____ DOCUMENT TEXT

The sheer abandon with which so many people shed these inhibitions and exchange them for acts of barbarism is rendered quite powerfully in Quake, but eventually the point gets overextended through its repetition, the narrative's unsparing assessment of human nature too overtly communicating an apparent polemical intent. In fact, the novel could be regarded as even more narrowly satirical, the duly elaborated illustration of the declaration a woman makes to the narrator near the beginning of the story (the scale of the devastation not yet fully clear): "This is the worst goddamn shithole place I've ever seen. You don't see it at first because of all the palm trees and orange juice bars but let something happen and then see what they do." See what they do indeed. The narrator of Quake ultimately finds himself in the same condition as the protagonists of the first two novels--reduced nearly to catatonia, barely able to crawl--but here the cause of his distress is all too obvious and loses in productive allusion and intimation what it perhaps gains in dramatic immediacy.

________
____ DATASET EXCERPT

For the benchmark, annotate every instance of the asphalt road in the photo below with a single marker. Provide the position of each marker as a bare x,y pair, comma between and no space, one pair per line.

________

INSTRUCTION A: In the passage about the novel Quake, to what condition is the narrator ultimately reduced?
INSTRUCTION B:
For each statement, say whether it agrees with the passage about the novel Quake, and quote the words that settle it.
(i) The woman makes her declaration to the narrator near the end of the story.
(ii) Repetition eventually overextends the novel's point.
(iii) The cause of the narrator's distress is left obscure.
INSTRUCTION C: Write a continuation of the passage about the novel Quake, starting right after its last sentence.

TASK ANSWER A: He is reduced nearly to catatonia, barely able to crawl.

TASK ANSWER B:
(i) No: "near the beginning of the story"
(ii) Yes: "eventually the point gets overextended through its repetition"
(iii) No: "the cause of his distress is all too obvious"

TASK ANSWER C:
While both Nog and Flats clearly enough reflect an interest in the Western landscape—at least in its more primal features—Quake signals a more specific preoccupation with California, both in its geographical and its cultural character. Undoubtedly, this is partly attributable to Wurlitzer's work as a Hollywood screenwriter (most notably on the independent production Two-Lane Blacktop and on Sam Peckinpah's Pat Garrett and Billy the Kid), an influence which manifests itself directly in Wurlitzer's next novel, Slow Fade, which did not appear until more than a decade after Quake. If Quake is somewhat disappointing in that finally it is too close to being a conventional post-apocalyptic narrative (although when Wurlitzer wrote the novel, the prevailing tropes of post-apocalyptic fiction had certainly not become as familiar as they have now become, and to a significant degree Quake might be seen as one of the works that gave these stories of civilization's demise an imprimatur of experimentalism), Slow Fade, centered around an aging film director (who bears much resemblance to Peckinpah) disappoints because it is entirely recognizable as an entry in the "Hollywood novel" genre, which presents a disabused account of Hollywood as a place where human nature is displayed at its most obnoxious, unleashed by the very forces of ambition and success that make Hollywood's "dream factory" such a potent symbol of American aspiration.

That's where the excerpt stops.